[Short problem]: Starting at the line that contains "Reviewer check: each instance of the rocky beach" and ending at the last line of the items below, write out every line again, requests included. Scale each x and y coordinate in the answers by 2.25, round to whole numbers with halves rounded up, and leave the pictures out.

[Stored records]:

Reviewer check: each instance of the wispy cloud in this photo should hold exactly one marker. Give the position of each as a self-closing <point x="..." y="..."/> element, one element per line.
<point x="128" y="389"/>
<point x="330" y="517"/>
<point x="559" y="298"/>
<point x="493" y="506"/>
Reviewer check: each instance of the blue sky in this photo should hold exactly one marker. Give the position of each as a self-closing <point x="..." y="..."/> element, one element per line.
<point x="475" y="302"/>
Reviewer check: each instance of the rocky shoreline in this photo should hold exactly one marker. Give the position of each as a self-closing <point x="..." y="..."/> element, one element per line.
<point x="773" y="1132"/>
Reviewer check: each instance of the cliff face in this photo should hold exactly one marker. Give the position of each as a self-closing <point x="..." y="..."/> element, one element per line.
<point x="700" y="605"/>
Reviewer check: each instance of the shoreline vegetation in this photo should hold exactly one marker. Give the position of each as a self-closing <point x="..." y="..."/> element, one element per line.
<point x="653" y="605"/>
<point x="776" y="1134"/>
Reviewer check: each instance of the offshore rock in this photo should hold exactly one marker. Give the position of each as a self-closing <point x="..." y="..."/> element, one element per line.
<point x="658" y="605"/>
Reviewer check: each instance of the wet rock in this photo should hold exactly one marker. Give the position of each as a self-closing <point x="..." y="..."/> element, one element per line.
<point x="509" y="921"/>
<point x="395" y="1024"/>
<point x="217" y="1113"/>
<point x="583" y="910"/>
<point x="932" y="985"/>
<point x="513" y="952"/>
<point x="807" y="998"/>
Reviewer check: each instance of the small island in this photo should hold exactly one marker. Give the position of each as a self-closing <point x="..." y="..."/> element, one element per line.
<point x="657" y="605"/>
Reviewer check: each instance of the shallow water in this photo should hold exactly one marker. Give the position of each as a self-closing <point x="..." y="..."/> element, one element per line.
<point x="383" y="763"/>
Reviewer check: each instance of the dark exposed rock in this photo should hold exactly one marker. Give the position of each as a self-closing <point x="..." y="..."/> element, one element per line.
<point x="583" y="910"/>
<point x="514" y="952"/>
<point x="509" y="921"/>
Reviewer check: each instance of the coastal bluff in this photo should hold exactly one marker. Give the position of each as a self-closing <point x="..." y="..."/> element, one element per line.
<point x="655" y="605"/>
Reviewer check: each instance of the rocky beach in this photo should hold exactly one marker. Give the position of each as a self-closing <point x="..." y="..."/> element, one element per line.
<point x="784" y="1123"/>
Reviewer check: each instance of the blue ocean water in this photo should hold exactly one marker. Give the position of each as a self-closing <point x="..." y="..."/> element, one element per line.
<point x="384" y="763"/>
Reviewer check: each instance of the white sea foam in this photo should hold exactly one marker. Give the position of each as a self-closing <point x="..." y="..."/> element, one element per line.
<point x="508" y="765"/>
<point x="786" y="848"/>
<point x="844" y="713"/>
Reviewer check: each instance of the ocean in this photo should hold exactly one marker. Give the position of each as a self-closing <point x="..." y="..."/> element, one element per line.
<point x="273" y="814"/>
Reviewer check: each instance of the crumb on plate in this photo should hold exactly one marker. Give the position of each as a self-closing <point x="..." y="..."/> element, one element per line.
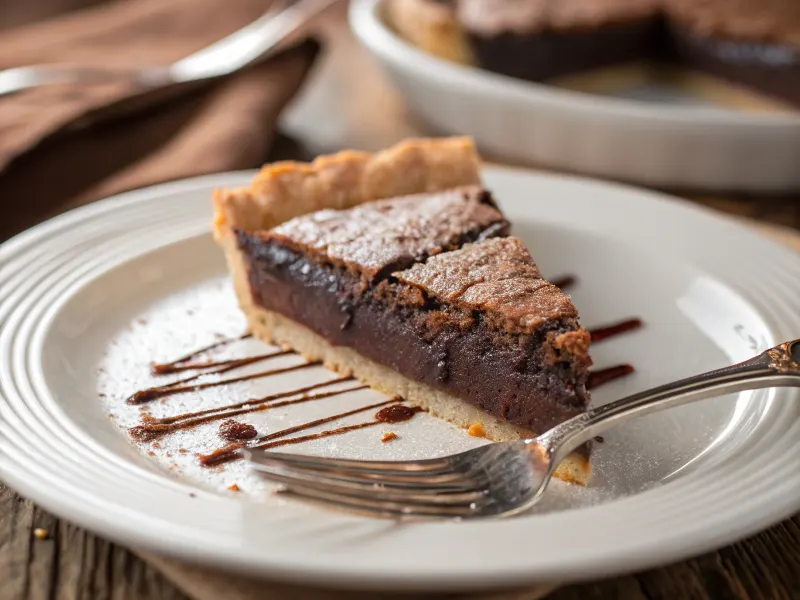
<point x="476" y="430"/>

[Exercise answer]:
Reviewer check: each instance of the rocky beach in this photo should hold exactly one marker. Give the position of each as a self-closing <point x="..." y="..."/> element, one element per line.
<point x="1764" y="2527"/>
Reviewer check: each instance of the blue ocean water in this photo should hold exactly one marker. Give the position of each as a self-closing <point x="..." y="..."/> element, one element per line.
<point x="864" y="1717"/>
Reviewer check: each instance of the white sea foam in this photo should hold exactly one marker. Give the position of each as a self-closing <point x="..." y="..."/> element, one element per line.
<point x="1143" y="1721"/>
<point x="1769" y="1908"/>
<point x="1899" y="1604"/>
Reviewer check: each instance of the ocean in this photo should hold exactly one marker. Give the position of each as a self-closing <point x="..." y="..."/> element, one element per line.
<point x="614" y="1832"/>
Reviewer check: each instance of the crumb on plate in this photo should hold exactly one marker. Give the position of each as a self-closing <point x="..." y="..."/> element, one element per line.
<point x="1071" y="968"/>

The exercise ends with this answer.